Photo object pointing listing:
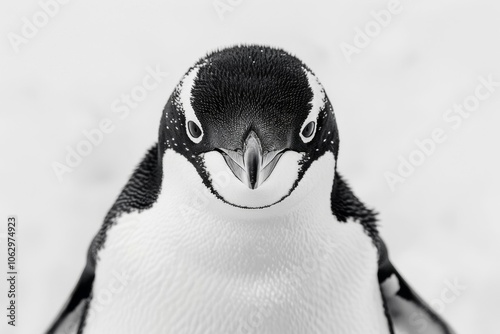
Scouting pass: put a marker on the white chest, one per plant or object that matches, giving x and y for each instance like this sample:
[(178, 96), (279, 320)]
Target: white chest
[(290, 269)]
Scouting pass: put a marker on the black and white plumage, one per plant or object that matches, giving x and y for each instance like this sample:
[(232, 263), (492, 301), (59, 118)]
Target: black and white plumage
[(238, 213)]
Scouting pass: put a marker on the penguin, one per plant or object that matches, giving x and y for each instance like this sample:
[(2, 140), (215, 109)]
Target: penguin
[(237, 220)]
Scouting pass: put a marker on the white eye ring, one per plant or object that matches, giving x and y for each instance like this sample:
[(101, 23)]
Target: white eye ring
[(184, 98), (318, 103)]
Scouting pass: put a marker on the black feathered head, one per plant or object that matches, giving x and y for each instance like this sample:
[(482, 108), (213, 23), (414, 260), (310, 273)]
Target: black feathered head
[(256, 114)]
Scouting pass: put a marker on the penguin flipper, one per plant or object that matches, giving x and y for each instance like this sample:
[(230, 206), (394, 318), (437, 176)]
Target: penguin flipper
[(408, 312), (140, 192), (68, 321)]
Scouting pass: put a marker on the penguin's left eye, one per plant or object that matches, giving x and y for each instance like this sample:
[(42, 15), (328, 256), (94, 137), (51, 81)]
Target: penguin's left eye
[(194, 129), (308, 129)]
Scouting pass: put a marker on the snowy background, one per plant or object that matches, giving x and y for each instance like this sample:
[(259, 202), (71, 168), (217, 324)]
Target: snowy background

▶ THE PROBLEM:
Rename "Scouting pass" as "Field check" wherever it occurs in the listing, keeping everything else unchanged, and reproduce the listing without the pictures.

▶ THE REPLY:
Field check: put a marker on the white chest, one per plant or object that matches, giving x and y for each instance like this sample:
[(178, 96), (279, 320)]
Target: white chest
[(290, 269)]
Field check: put a marker on the black and white plumage, one per plant or object that matches, giving x and y for each instance like this sample:
[(232, 263), (492, 301), (59, 118)]
Target: black and white plumage
[(238, 213)]
Field check: put a marker on the penguin, one per plant or object that matches, giving x and y for each instance like this sample:
[(2, 140), (215, 109)]
Target: penguin
[(237, 220)]
Field check: put a marker on the white eye ring, one per plant or object that matches, giving x and y for each instance like this sample:
[(101, 23)]
Target: white eye ring
[(184, 98), (318, 103)]
Field check: put a marker on the black feathered head, one per plant or object that matches, giving x and y for each instance like this sample:
[(482, 108), (213, 23), (414, 260), (310, 273)]
Target: black feathered head
[(256, 114)]
Field check: put a marker on the penguin flipper, one per plant or object that matches, giving x and y for each instance like this sample:
[(230, 206), (394, 318), (437, 176)]
Target: penguin flipper
[(408, 312), (140, 192), (68, 321)]
Field check: put a marker on the penguin's left eye, one per plant or object that matches, giving x and y for each instance like this sample:
[(42, 15), (328, 256), (94, 137), (51, 81)]
Target: penguin's left eye
[(194, 129), (308, 129)]
Field check: put a marker on the snowy background, one per plant or object that matches, giving x and y for each instance like this sample:
[(259, 202), (71, 168), (217, 324)]
Target: snowy background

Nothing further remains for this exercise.